• Task brief:
According to the biography of Vasant Parikh, which constituency elected him to the Gujarat Legislative Assembly?

= Vasant Parikh =

Indian politician

Vasant Vrajlal Parikh (14 February 1929 ― 16 March 2007) was an Indian politician, social worker, writer, eye surgeon and Ayurveda doctor from Gujarat.

==Biography==
Parikh was born on 14 February 1929 at Vadnagar (now in Mehsana district, Gujarat, India) in a Hindu Vaishnav family. He became orphan when he was one and half years old. He was raised by his uncle and aunt, first in Bombay and then in Vadnagar. He studied Ayurveda at Jamnagar Ayurveda College and served as a doctor in government hospital for brief period. He studied in Bombay and became an eye surgeon. With Dr. Dwarkadas Joshi, he founded the Nagrik Mandal Hospital in Vadnagar where he served for rest of his life. He started a TB Hospital in memory of his sister.

He was a member of Gujarat Legislative Assembly from 1967 to 1971, being elected from Kheralu constituency as an independent candidate defeating Shankerji Okhaji Thakore of Indian National Congress. He had won the election with lowest minimum expenses of ₹6000. He is considered to be one of former state chief minister and prime minister Narendra Modi's political gurus. He is credited with coining the term 'One vote, One note' meaning give me a vote as well as one rupee donation for election campaign as he had no money to contest the election. He was chief supporter of Dharoi dam and was instrumental in campaign for it. He did 9-day walk from Vadnagar to Gandhinagar for the dam which was finally approved in 1971. He was defeated in 1972 and 1995 legislative assembly elections.

He established Karuna Setu trust along with his wife Ratnaprabha Maniar in 1984. He had written 42 books. He died on 16 March 2007 in Vadnagar.

Vasant-Prabha Hospital in Vadnagar is named after him.

Stored data:
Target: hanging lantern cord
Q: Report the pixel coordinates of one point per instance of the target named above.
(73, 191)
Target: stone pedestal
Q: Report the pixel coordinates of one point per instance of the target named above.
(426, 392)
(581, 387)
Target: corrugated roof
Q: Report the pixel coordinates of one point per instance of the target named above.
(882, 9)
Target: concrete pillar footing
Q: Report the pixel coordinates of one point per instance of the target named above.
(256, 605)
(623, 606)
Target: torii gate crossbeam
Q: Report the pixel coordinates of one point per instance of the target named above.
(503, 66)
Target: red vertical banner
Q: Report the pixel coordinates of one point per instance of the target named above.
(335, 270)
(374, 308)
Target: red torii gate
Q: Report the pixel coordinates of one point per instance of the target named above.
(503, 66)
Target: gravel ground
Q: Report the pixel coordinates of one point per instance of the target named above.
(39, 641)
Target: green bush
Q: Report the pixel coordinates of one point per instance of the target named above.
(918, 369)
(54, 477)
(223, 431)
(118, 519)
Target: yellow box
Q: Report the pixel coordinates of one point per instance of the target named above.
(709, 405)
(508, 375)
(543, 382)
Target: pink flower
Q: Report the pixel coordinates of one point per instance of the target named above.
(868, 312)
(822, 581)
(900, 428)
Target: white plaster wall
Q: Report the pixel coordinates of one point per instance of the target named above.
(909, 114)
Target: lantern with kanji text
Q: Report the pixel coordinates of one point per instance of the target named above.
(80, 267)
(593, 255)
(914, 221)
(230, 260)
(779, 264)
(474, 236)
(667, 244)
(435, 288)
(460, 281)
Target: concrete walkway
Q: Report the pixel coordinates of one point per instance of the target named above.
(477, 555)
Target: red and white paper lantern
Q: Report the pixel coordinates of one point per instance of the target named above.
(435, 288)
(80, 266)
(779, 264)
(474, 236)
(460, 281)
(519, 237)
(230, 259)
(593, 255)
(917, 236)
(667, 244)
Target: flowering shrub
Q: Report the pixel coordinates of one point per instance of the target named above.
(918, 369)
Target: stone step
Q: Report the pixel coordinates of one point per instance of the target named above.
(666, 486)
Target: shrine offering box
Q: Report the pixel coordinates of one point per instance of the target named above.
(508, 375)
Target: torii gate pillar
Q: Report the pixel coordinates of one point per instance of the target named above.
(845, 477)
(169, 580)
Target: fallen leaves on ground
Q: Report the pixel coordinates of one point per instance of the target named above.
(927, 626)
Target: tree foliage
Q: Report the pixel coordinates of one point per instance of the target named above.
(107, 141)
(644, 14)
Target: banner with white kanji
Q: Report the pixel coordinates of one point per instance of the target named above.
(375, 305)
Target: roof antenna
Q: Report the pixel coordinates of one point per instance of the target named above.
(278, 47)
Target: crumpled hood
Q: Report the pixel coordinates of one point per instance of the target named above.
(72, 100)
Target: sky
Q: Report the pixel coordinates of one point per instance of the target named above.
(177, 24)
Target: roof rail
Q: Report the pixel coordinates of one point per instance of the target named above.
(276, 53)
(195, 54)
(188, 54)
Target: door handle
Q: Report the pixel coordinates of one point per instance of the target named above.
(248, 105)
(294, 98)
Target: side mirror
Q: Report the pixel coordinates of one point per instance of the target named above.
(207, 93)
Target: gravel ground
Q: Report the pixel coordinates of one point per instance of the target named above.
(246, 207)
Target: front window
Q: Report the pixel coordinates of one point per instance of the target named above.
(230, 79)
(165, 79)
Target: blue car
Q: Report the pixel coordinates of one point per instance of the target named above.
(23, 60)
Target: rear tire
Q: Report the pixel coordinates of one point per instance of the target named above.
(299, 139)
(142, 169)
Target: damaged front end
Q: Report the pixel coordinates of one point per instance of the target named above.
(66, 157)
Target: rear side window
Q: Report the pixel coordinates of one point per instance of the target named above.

• Task output:
Kheralu